▶ _Short exercise_:
Please recast the lines of the records as a JSON list of strings, one string per line with blank lines omitted. Cover only the lines from the one containing "the man's nose" through the end of the records.

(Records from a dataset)
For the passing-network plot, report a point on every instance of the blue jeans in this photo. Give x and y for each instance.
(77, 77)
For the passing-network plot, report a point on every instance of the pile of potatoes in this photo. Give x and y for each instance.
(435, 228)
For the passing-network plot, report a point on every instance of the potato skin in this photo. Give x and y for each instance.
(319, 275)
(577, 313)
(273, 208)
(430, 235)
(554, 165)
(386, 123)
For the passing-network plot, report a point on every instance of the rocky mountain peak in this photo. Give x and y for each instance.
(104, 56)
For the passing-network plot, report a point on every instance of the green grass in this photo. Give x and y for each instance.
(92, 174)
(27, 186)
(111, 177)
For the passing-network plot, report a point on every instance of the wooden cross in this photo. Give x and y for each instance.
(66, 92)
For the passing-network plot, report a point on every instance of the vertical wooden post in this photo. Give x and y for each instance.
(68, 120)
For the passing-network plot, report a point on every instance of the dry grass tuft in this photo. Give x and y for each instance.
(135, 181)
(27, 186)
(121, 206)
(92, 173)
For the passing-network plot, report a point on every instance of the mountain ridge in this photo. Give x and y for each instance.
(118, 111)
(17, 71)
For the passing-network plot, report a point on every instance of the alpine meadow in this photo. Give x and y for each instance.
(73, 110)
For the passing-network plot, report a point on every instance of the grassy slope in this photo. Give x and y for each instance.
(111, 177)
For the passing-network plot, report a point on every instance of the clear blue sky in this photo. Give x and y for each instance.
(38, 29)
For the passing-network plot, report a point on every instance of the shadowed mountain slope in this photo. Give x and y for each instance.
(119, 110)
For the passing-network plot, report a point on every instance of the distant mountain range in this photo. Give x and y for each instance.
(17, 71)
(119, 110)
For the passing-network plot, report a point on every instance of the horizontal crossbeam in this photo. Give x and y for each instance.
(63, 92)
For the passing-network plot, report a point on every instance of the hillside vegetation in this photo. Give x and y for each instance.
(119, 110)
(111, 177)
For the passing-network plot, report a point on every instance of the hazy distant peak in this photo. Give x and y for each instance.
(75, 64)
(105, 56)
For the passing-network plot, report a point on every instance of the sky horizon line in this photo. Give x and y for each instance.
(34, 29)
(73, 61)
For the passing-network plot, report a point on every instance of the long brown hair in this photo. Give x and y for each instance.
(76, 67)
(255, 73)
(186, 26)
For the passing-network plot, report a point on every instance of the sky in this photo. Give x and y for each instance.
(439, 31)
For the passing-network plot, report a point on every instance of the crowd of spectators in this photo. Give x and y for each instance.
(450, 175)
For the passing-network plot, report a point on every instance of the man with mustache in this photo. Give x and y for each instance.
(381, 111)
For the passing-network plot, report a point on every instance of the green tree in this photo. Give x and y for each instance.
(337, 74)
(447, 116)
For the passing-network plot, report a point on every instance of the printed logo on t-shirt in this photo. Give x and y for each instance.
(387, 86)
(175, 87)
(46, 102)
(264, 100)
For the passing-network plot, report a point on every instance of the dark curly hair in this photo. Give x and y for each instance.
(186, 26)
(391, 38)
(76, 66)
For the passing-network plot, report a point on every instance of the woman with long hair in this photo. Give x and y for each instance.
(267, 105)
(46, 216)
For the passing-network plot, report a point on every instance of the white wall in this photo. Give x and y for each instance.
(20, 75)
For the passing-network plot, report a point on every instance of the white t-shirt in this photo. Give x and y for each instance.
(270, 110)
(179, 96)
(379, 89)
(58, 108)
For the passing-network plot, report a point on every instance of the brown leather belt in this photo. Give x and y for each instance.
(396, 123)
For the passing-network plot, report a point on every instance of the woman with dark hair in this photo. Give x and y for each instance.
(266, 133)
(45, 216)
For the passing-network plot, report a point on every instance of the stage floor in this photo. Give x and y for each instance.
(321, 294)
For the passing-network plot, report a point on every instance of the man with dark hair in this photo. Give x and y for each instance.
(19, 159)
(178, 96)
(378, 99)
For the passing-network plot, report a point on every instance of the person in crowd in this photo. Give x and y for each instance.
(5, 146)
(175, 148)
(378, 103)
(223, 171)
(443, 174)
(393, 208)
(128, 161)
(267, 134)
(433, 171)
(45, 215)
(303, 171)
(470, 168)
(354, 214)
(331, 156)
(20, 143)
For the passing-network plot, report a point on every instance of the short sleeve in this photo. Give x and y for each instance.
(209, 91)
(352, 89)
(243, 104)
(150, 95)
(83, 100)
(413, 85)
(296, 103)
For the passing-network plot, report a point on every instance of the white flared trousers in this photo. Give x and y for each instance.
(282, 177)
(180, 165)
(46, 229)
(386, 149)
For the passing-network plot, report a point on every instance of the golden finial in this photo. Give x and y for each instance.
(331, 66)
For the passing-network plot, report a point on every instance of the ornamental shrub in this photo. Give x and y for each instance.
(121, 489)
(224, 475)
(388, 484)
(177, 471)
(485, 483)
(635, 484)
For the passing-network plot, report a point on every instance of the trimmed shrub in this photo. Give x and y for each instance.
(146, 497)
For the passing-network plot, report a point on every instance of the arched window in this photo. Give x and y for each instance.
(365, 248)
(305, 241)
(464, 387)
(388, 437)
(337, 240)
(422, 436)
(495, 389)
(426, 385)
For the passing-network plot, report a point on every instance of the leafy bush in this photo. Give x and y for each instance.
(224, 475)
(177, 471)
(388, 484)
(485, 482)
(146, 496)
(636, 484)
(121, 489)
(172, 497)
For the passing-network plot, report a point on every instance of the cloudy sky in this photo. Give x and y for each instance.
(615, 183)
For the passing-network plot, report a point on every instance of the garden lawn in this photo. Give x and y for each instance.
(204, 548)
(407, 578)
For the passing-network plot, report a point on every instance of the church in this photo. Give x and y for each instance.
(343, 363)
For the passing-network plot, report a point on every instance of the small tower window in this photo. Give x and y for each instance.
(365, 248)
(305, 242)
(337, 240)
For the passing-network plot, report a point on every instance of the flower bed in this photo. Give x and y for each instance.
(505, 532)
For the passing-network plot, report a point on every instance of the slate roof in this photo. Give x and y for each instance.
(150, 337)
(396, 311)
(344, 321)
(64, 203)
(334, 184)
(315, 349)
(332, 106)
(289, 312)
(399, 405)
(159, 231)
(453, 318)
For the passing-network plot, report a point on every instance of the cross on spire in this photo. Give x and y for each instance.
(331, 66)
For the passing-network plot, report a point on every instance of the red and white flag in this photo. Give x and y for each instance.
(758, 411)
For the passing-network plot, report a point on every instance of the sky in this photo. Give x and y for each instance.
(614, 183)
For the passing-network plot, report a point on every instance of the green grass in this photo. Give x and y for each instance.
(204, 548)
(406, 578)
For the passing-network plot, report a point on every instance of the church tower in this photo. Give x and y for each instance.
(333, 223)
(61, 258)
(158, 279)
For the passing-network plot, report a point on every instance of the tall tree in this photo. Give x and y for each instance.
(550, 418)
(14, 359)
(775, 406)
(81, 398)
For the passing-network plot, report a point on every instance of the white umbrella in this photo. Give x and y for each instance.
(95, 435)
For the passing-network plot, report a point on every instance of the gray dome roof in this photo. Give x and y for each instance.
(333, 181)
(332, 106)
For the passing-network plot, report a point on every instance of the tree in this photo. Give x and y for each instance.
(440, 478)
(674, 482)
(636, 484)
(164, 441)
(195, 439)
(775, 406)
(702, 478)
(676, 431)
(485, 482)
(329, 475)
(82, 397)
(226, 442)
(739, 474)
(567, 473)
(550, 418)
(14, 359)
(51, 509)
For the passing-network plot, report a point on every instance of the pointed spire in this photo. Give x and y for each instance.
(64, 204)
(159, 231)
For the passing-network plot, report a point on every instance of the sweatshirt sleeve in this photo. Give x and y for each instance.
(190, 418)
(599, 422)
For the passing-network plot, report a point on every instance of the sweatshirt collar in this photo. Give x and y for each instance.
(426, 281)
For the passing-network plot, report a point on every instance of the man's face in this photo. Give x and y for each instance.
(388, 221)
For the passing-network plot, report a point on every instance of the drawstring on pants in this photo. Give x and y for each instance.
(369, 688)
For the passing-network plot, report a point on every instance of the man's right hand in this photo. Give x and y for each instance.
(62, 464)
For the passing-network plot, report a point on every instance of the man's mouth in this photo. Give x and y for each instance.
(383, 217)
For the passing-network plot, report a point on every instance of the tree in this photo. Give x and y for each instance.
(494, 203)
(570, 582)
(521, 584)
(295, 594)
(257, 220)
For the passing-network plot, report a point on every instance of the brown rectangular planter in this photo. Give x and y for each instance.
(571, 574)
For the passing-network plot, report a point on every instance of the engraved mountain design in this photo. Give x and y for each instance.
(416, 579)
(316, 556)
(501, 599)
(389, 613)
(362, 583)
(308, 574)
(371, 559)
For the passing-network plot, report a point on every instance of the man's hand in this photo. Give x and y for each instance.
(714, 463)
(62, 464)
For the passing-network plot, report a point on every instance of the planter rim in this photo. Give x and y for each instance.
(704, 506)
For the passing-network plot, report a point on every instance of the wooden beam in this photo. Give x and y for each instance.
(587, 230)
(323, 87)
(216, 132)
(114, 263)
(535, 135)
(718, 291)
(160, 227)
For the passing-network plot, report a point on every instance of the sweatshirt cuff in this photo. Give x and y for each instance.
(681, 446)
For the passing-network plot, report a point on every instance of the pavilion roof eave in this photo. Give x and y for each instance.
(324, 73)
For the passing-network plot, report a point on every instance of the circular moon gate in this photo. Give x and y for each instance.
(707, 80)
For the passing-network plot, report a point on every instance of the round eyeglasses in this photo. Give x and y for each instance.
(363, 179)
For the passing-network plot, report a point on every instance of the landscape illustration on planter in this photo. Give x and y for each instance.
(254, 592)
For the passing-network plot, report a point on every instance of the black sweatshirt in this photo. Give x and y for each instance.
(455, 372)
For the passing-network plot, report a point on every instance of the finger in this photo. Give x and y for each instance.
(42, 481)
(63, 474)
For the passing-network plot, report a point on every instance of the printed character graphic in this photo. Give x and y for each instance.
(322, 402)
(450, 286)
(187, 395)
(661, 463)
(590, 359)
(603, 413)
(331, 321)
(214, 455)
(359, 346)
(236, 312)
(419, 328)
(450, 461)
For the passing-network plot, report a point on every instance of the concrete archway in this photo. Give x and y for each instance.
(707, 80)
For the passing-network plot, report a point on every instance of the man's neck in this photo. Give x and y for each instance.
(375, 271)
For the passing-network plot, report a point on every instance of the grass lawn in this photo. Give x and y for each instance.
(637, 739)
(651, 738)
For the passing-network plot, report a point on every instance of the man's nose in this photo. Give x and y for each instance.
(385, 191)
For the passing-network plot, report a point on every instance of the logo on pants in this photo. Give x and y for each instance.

▶ _Final result_:
[
  "For the passing-network plot, report a point on every instance of the man's nose in this photo. Give x and y for each instance.",
  "(385, 191)",
  "For the passing-network plot, report a point on every instance of the logo on pants in this photo. Give x and y for each instance."
]